#### INPUT ROWS

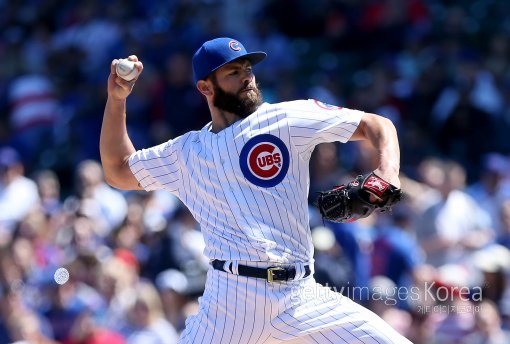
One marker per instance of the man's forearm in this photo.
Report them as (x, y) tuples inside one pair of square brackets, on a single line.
[(115, 145), (381, 133)]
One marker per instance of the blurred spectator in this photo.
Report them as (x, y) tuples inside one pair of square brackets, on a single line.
[(34, 110), (455, 315), (455, 226), (396, 253), (492, 189), (18, 194), (333, 268), (85, 330), (146, 320), (488, 326), (48, 186), (105, 205), (115, 282), (504, 216)]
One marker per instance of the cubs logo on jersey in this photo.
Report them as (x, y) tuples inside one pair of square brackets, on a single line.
[(264, 160)]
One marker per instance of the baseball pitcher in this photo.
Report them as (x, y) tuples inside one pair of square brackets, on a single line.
[(245, 178)]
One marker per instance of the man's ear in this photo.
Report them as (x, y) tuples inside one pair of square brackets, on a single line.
[(205, 88)]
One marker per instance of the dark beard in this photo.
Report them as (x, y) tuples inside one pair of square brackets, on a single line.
[(233, 103)]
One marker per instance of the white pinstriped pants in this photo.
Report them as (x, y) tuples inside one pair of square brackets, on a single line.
[(243, 310)]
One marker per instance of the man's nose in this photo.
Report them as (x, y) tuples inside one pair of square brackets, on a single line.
[(247, 76)]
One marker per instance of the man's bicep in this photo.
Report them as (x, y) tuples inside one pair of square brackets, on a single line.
[(122, 177)]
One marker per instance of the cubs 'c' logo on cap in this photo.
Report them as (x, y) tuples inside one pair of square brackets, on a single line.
[(264, 160), (234, 45), (327, 106)]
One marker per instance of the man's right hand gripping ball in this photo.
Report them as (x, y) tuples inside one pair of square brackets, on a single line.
[(351, 202)]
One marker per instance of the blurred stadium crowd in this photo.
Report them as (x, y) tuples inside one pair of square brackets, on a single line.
[(439, 69)]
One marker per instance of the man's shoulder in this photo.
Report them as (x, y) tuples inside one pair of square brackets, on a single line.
[(288, 104)]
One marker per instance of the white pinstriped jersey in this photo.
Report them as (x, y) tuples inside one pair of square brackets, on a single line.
[(247, 185)]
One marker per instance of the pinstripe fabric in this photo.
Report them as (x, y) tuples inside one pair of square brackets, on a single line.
[(237, 309), (241, 220), (247, 186)]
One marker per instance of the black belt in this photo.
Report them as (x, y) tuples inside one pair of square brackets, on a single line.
[(270, 274)]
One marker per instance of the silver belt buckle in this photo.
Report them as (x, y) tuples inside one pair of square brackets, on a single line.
[(270, 273)]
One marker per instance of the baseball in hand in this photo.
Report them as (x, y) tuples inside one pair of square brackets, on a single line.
[(126, 69)]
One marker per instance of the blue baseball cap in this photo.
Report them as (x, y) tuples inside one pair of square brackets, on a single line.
[(218, 52)]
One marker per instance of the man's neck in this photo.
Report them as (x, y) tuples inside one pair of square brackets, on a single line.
[(222, 119)]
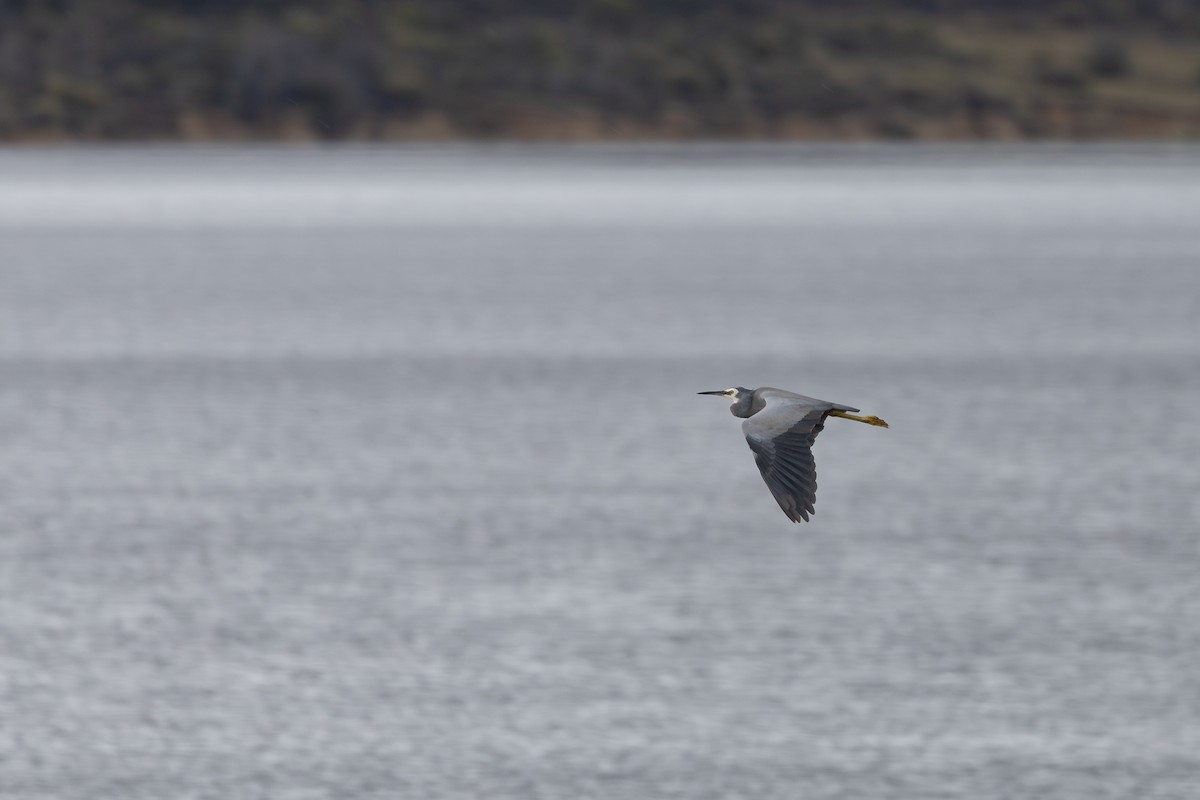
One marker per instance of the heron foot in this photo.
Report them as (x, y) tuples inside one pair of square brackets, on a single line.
[(868, 420)]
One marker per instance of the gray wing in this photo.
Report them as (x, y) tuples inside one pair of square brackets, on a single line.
[(781, 441)]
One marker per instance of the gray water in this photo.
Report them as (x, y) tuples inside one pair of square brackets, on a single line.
[(381, 473)]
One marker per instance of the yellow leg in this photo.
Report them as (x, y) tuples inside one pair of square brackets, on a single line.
[(869, 420)]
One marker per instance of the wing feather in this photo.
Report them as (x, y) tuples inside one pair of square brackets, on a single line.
[(781, 441)]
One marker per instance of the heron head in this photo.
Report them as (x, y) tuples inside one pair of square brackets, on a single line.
[(732, 394), (739, 398)]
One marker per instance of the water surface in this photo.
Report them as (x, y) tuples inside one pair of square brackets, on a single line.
[(381, 473)]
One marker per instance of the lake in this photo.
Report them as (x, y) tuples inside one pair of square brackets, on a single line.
[(379, 473)]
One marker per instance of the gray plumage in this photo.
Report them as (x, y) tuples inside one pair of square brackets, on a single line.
[(780, 428)]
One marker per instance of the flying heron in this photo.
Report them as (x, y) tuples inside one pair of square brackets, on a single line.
[(780, 428)]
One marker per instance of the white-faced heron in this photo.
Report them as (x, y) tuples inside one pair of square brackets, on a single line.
[(780, 428)]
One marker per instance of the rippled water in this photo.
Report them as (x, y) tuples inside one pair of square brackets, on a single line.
[(381, 473)]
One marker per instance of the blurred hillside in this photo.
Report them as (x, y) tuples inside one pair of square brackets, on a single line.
[(598, 68)]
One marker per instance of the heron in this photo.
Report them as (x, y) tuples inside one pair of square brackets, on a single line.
[(780, 428)]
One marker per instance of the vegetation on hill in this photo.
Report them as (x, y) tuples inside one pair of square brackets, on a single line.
[(598, 68)]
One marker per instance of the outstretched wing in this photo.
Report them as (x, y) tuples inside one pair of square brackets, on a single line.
[(781, 437)]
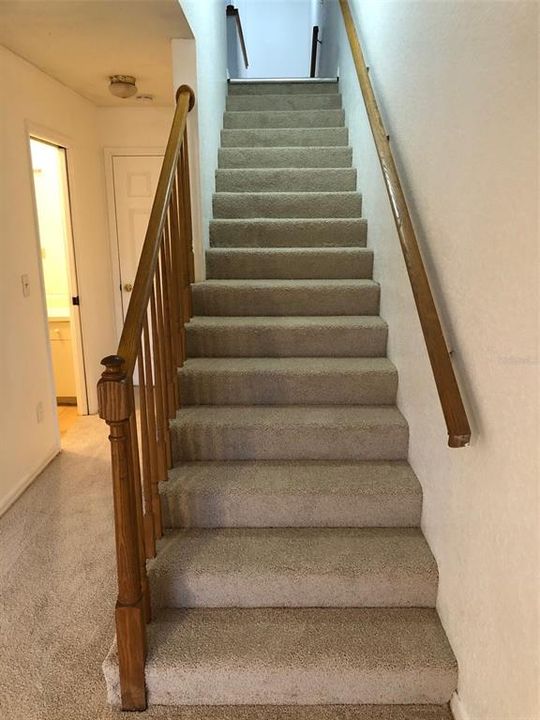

########

### [YOUR TASK]
Copy the lines of the data above word for word, from the line containing "One marker per instance of the water" through the line containing "[(379, 473)]", including both of those lines.

### [FULL OUTPUT]
One marker per instance of the water surface in this photo.
Report them as (x, y) tuples inside one pair of square brackets, on a single line.
[(381, 473)]
One marker per instance of the lake in this photo.
Report them as (x, y) tuples inside one pair of square brackets, on a single line.
[(379, 473)]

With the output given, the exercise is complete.